**TASK INSTRUCTIONS:**
A) According to the exhibition page, in which part of Copenhagen is Fotografisk Center located?
B) Switch "report" to "study" in the exhibition page and write out the passage from "Trine Struwe og" up to and including "ownership of it.".

**EXCERPT TO READ:**

[Begin]

Breaking

Breaking is an exhibition platform where we show changing exhibitions with upcoming Danish and Nordic artists who work in different ways with the photographic medium.

In 2023 Breaking is supported by the Danish Arts Foundation and the Augustinus Foundation.

Safelight, Trine Struwe & Mads Juel 
Current

Safelight        

27.01-28.04.24       

Trine Struwe og Mads Juel

The exhibition Safelight is made by Mads Juel and Trine Struwe in collaboration with Fotografisk Center. The exhibition takes a site-specific starting point in the location of Fotografisk Center in The Meatpacking District in Copenhagen. In a report of the area made by Vesterbro Lokaludvalg from 2023, it is described as a “non-place”. The area does not have a clear definition of use, and it is not clear who has ownership of it.

Struwe's works consist of a new sculpture and three camera-less photographs that are exposed against the windows of Fotografisk Center during the night. The photographs have recorded the streetlight and the details of the windows. The sculpture consists of a kind of barrier, one that both keeps something in and something out and at the same time refers to the kind of grid systems, that you use when cropping motifs, both analogue and digital.

Through two text-based works, Juel examines the connections between verbal
overruling and restrictions of the body. Repetitions of words and dissolving grammar poetically reproduces gestures and speech patterns, often unnoticed and self-generating. The work is about the autonomy of the individual, the power and impact of language.


The works in the exhibition deal in different ways with ideas of security, control, visibility and invisibility, based on the red safelight used in the traditional photographic darkroom.

The exhibition is accompanied by a text by Paola Paleari.

Biographies
Trine Struwe is a Danish visual artist who lives and works in Copenhagen (DK). She holds an MA from the Royal College of Arts in London, UK (2020) and a BA from Cooper Union in New York, US and Malmö Art Academy, SE (2016). Struwe works in a feminist and minimalistic way with sculpture, text and photography in an intersection between material and concept. Her exhibitions in recent years include a site-specific installation at Roskilde Festival (DK) 2023, Open Studio at Sorø Kunstmuseum (DK) 2023, the solo exhibitions HOLE NO BOTTOM at Bladr (2023) and I, I, I, ), )), ))) at Kunsthal Kongegaarden (DK), 2021. In 2023 she received the talent prize for sculptors, Carl Nielsen and Anne Marie Carl-Nielsen's Legat.

Mads Juel (DK) is a Danish visual artist based in Lisbon and Copenhagen.

[End]

**RECORDED INFORMATION:**
[Begin]

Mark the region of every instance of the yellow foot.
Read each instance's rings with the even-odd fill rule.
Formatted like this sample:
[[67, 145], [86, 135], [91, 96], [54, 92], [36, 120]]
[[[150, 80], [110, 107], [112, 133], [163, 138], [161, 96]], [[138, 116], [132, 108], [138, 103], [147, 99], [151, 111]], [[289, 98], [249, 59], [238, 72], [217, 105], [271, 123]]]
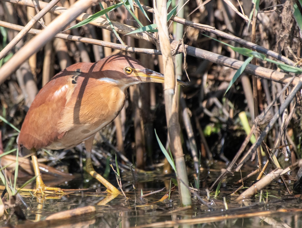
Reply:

[End]

**FINAL RESULTS:**
A) The Meatpacking District.

B)
Trine Struwe og Mads Juel

The exhibition Safelight is made by Mads Juel and Trine Struwe in collaboration with Fotografisk Center. The exhibition takes a site-specific starting point in the location of Fotografisk Center in The Meatpacking District in Copenhagen. In a study of the area made by Vesterbro Lokaludvalg from 2023, it is described as a “non-place”. The area does not have a clear definition of use, and it is not clear who has ownership of it.